Saved entries:
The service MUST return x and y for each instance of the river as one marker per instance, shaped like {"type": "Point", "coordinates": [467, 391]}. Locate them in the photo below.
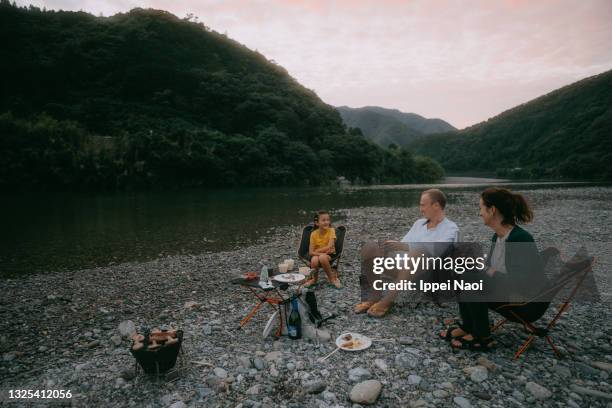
{"type": "Point", "coordinates": [48, 232]}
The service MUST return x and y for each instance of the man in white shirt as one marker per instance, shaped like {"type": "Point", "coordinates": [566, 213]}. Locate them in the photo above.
{"type": "Point", "coordinates": [430, 235]}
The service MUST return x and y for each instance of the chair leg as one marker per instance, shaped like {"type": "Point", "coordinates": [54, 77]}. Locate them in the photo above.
{"type": "Point", "coordinates": [549, 340]}
{"type": "Point", "coordinates": [498, 325]}
{"type": "Point", "coordinates": [251, 314]}
{"type": "Point", "coordinates": [524, 347]}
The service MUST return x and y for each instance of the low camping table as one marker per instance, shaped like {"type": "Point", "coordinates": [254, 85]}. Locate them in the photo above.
{"type": "Point", "coordinates": [272, 296]}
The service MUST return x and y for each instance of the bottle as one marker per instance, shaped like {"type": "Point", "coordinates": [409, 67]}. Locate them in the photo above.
{"type": "Point", "coordinates": [263, 275]}
{"type": "Point", "coordinates": [294, 323]}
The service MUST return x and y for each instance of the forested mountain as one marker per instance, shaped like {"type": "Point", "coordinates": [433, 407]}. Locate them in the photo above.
{"type": "Point", "coordinates": [390, 126]}
{"type": "Point", "coordinates": [564, 134]}
{"type": "Point", "coordinates": [147, 99]}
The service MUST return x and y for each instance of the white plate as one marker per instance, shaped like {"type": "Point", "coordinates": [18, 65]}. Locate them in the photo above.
{"type": "Point", "coordinates": [363, 342]}
{"type": "Point", "coordinates": [289, 277]}
{"type": "Point", "coordinates": [270, 324]}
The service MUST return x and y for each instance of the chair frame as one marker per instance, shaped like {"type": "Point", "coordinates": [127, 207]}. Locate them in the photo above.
{"type": "Point", "coordinates": [335, 262]}
{"type": "Point", "coordinates": [534, 331]}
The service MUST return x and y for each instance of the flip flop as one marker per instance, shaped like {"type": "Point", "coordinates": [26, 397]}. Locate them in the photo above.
{"type": "Point", "coordinates": [379, 311]}
{"type": "Point", "coordinates": [363, 307]}
{"type": "Point", "coordinates": [449, 330]}
{"type": "Point", "coordinates": [483, 344]}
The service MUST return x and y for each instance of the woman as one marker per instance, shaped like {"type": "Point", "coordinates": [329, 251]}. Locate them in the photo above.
{"type": "Point", "coordinates": [515, 272]}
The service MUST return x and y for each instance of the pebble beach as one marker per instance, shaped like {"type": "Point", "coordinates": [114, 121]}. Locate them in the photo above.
{"type": "Point", "coordinates": [70, 330]}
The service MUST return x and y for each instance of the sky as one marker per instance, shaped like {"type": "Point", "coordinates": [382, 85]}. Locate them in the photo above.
{"type": "Point", "coordinates": [461, 61]}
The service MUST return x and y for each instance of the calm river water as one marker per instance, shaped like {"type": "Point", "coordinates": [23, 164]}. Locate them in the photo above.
{"type": "Point", "coordinates": [46, 232]}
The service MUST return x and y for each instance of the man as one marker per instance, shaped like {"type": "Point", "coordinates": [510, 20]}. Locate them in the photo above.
{"type": "Point", "coordinates": [430, 235]}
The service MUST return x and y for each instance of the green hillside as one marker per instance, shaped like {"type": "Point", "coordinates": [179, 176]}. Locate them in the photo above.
{"type": "Point", "coordinates": [390, 126]}
{"type": "Point", "coordinates": [564, 134]}
{"type": "Point", "coordinates": [147, 99]}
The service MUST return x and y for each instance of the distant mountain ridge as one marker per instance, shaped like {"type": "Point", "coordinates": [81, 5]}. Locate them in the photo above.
{"type": "Point", "coordinates": [146, 99]}
{"type": "Point", "coordinates": [566, 133]}
{"type": "Point", "coordinates": [391, 126]}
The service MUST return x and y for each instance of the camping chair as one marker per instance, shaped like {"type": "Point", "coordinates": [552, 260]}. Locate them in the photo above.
{"type": "Point", "coordinates": [571, 271]}
{"type": "Point", "coordinates": [304, 247]}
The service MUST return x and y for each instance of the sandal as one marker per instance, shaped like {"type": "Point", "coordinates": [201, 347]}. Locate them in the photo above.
{"type": "Point", "coordinates": [448, 336]}
{"type": "Point", "coordinates": [484, 344]}
{"type": "Point", "coordinates": [376, 310]}
{"type": "Point", "coordinates": [336, 283]}
{"type": "Point", "coordinates": [363, 307]}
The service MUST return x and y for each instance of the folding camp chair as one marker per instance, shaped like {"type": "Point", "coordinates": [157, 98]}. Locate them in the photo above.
{"type": "Point", "coordinates": [575, 272]}
{"type": "Point", "coordinates": [304, 247]}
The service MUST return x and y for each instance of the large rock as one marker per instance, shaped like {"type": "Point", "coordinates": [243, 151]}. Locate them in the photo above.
{"type": "Point", "coordinates": [366, 392]}
{"type": "Point", "coordinates": [538, 391]}
{"type": "Point", "coordinates": [462, 402]}
{"type": "Point", "coordinates": [406, 361]}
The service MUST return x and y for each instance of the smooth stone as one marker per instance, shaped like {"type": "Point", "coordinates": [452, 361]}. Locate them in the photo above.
{"type": "Point", "coordinates": [590, 392]}
{"type": "Point", "coordinates": [414, 379]}
{"type": "Point", "coordinates": [406, 360]}
{"type": "Point", "coordinates": [602, 365]}
{"type": "Point", "coordinates": [273, 356]}
{"type": "Point", "coordinates": [482, 395]}
{"type": "Point", "coordinates": [381, 364]}
{"type": "Point", "coordinates": [417, 403]}
{"type": "Point", "coordinates": [314, 387]}
{"type": "Point", "coordinates": [462, 402]}
{"type": "Point", "coordinates": [477, 373]}
{"type": "Point", "coordinates": [244, 361]}
{"type": "Point", "coordinates": [127, 328]}
{"type": "Point", "coordinates": [538, 391]}
{"type": "Point", "coordinates": [220, 372]}
{"type": "Point", "coordinates": [562, 370]}
{"type": "Point", "coordinates": [485, 362]}
{"type": "Point", "coordinates": [406, 341]}
{"type": "Point", "coordinates": [440, 393]}
{"type": "Point", "coordinates": [259, 363]}
{"type": "Point", "coordinates": [329, 396]}
{"type": "Point", "coordinates": [366, 392]}
{"type": "Point", "coordinates": [359, 374]}
{"type": "Point", "coordinates": [254, 390]}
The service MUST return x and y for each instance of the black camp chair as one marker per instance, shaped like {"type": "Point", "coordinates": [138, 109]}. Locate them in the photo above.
{"type": "Point", "coordinates": [568, 280]}
{"type": "Point", "coordinates": [305, 244]}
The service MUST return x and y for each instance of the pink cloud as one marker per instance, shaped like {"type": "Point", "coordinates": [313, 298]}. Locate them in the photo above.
{"type": "Point", "coordinates": [460, 61]}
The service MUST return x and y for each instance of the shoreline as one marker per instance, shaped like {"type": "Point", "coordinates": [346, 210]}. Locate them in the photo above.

What you need to do: Set down each entry again exactly as written. Pictures stay out.

Response below:
The service MUST return x and y for each instance of the river as one marker per instance, shaped like {"type": "Point", "coordinates": [467, 391]}. Locate them in the photo below.
{"type": "Point", "coordinates": [48, 232]}
The service MUST return x and y for each instance of the man in white shirt as one marker per instance, shaped like {"type": "Point", "coordinates": [566, 213]}. Locate them in the photo above.
{"type": "Point", "coordinates": [430, 235]}
The service MUST return x and y for each instance of the chair leg as one marker per instance, shaped like {"type": "Point", "coordinates": [54, 77]}. Locate them in the photo above.
{"type": "Point", "coordinates": [549, 340]}
{"type": "Point", "coordinates": [498, 325]}
{"type": "Point", "coordinates": [251, 314]}
{"type": "Point", "coordinates": [524, 347]}
The service MUST return x and y for each instance of the low camping table as one marker per instance, shaped like {"type": "Point", "coordinates": [254, 85]}. Locate them in the photo above.
{"type": "Point", "coordinates": [272, 296]}
The service MUST return x and y for each instance of the bottle as one marker per instance, shaped like {"type": "Point", "coordinates": [409, 67]}. Locate them in the photo above.
{"type": "Point", "coordinates": [263, 275]}
{"type": "Point", "coordinates": [294, 323]}
The service MUST return x and y for each instance of the forested mountain as one marker per instance, shaped like {"type": "Point", "coordinates": [433, 407]}. Locate them in the photo above.
{"type": "Point", "coordinates": [390, 126]}
{"type": "Point", "coordinates": [564, 134]}
{"type": "Point", "coordinates": [147, 99]}
The service MUST return x and y for each instance of the white plate as one marker per instance, shaped like {"type": "Point", "coordinates": [18, 65]}. Locate them in the photo above.
{"type": "Point", "coordinates": [363, 342]}
{"type": "Point", "coordinates": [289, 277]}
{"type": "Point", "coordinates": [270, 324]}
The service MUST return x and y for each instance of the chair frame as one marker per instance, shaped like {"type": "Point", "coordinates": [127, 207]}. Locate them in the photo above.
{"type": "Point", "coordinates": [335, 262]}
{"type": "Point", "coordinates": [534, 331]}
The service MUST return x and y for each instance of the flip flop as one marker per instance, shaped like {"type": "Point", "coordinates": [26, 397]}. Locate them in the photo above.
{"type": "Point", "coordinates": [379, 311]}
{"type": "Point", "coordinates": [363, 307]}
{"type": "Point", "coordinates": [449, 330]}
{"type": "Point", "coordinates": [483, 344]}
The service MUST return x and y for each instance of the woman as one marker per instance, shaped like {"type": "Point", "coordinates": [329, 251]}. Locate them in the photo above.
{"type": "Point", "coordinates": [515, 272]}
The service MUST return x and y for each instance of the pebble beach as one marker per instance, shaped like {"type": "Point", "coordinates": [114, 121]}. Locate them in the photo above.
{"type": "Point", "coordinates": [70, 330]}
The service MUST return x and y for each instance of the sky as one marker per instance, shaped like {"type": "Point", "coordinates": [382, 85]}. Locate them in the photo above.
{"type": "Point", "coordinates": [461, 61]}
The service MUST return x and y for each instance of the calm river water as one marker per instance, shaped like {"type": "Point", "coordinates": [23, 164]}. Locate them in the photo above.
{"type": "Point", "coordinates": [46, 232]}
The service MUST return x and y for each instance of the man as one marker per instance, shaped like {"type": "Point", "coordinates": [510, 20]}. Locate them in the photo above.
{"type": "Point", "coordinates": [430, 235]}
The service MUST return x and y for each instance of the green hillside as one marker per instance, shaped like {"type": "Point", "coordinates": [179, 176]}. Locate them in the photo above.
{"type": "Point", "coordinates": [390, 126]}
{"type": "Point", "coordinates": [564, 134]}
{"type": "Point", "coordinates": [147, 99]}
The service MUST return x and y for each instance of the distant mountain ridge as one marker per instance, shaped like {"type": "Point", "coordinates": [81, 5]}. Locate them in the photo above.
{"type": "Point", "coordinates": [146, 99]}
{"type": "Point", "coordinates": [566, 133]}
{"type": "Point", "coordinates": [391, 126]}
The service MUST return x and y for each instance of the camping chair as one marker per instance, shaped like {"type": "Point", "coordinates": [552, 260]}. Locate them in the photo above.
{"type": "Point", "coordinates": [571, 271]}
{"type": "Point", "coordinates": [304, 247]}
The service MUST return x and y for each instance of the sandal as one marker per instance, shaped like {"type": "Point", "coordinates": [201, 347]}. Locate them in the photo above.
{"type": "Point", "coordinates": [448, 336]}
{"type": "Point", "coordinates": [484, 344]}
{"type": "Point", "coordinates": [376, 310]}
{"type": "Point", "coordinates": [336, 283]}
{"type": "Point", "coordinates": [363, 307]}
The service MUST return x and y for each instance of the folding camp chair as one marker per instance, shaped like {"type": "Point", "coordinates": [157, 98]}. Locate them in the photo above.
{"type": "Point", "coordinates": [575, 272]}
{"type": "Point", "coordinates": [304, 247]}
The service MUST return x and y for each instance of the large rock as one marker per instance, shaped like {"type": "Point", "coordinates": [243, 151]}. Locate them in the photo above.
{"type": "Point", "coordinates": [366, 392]}
{"type": "Point", "coordinates": [538, 391]}
{"type": "Point", "coordinates": [462, 402]}
{"type": "Point", "coordinates": [406, 361]}
The service MUST return x and y for each instance of the smooth stone as one marker per instance, shaped like {"type": "Point", "coordinates": [452, 361]}. Locate them in the photo above.
{"type": "Point", "coordinates": [590, 392]}
{"type": "Point", "coordinates": [414, 379]}
{"type": "Point", "coordinates": [406, 360]}
{"type": "Point", "coordinates": [602, 365]}
{"type": "Point", "coordinates": [273, 356]}
{"type": "Point", "coordinates": [482, 395]}
{"type": "Point", "coordinates": [381, 364]}
{"type": "Point", "coordinates": [417, 403]}
{"type": "Point", "coordinates": [314, 387]}
{"type": "Point", "coordinates": [462, 402]}
{"type": "Point", "coordinates": [477, 373]}
{"type": "Point", "coordinates": [244, 361]}
{"type": "Point", "coordinates": [127, 328]}
{"type": "Point", "coordinates": [538, 391]}
{"type": "Point", "coordinates": [220, 372]}
{"type": "Point", "coordinates": [562, 370]}
{"type": "Point", "coordinates": [485, 362]}
{"type": "Point", "coordinates": [406, 341]}
{"type": "Point", "coordinates": [440, 393]}
{"type": "Point", "coordinates": [259, 363]}
{"type": "Point", "coordinates": [329, 396]}
{"type": "Point", "coordinates": [366, 392]}
{"type": "Point", "coordinates": [359, 374]}
{"type": "Point", "coordinates": [254, 390]}
The service MUST return x and y for each instance of the black camp chair as one marker per instance, shaped like {"type": "Point", "coordinates": [138, 109]}. Locate them in the photo above.
{"type": "Point", "coordinates": [568, 280]}
{"type": "Point", "coordinates": [305, 244]}
The service MUST return x and y for each instance of the pink cloud as one marker per instance, shaped like {"type": "Point", "coordinates": [313, 298]}. Locate them in the photo above.
{"type": "Point", "coordinates": [460, 61]}
The service MUST return x and y for each instance of the shoreline as one marker per instance, shaped like {"type": "Point", "coordinates": [346, 210]}. Locate them in the photo above.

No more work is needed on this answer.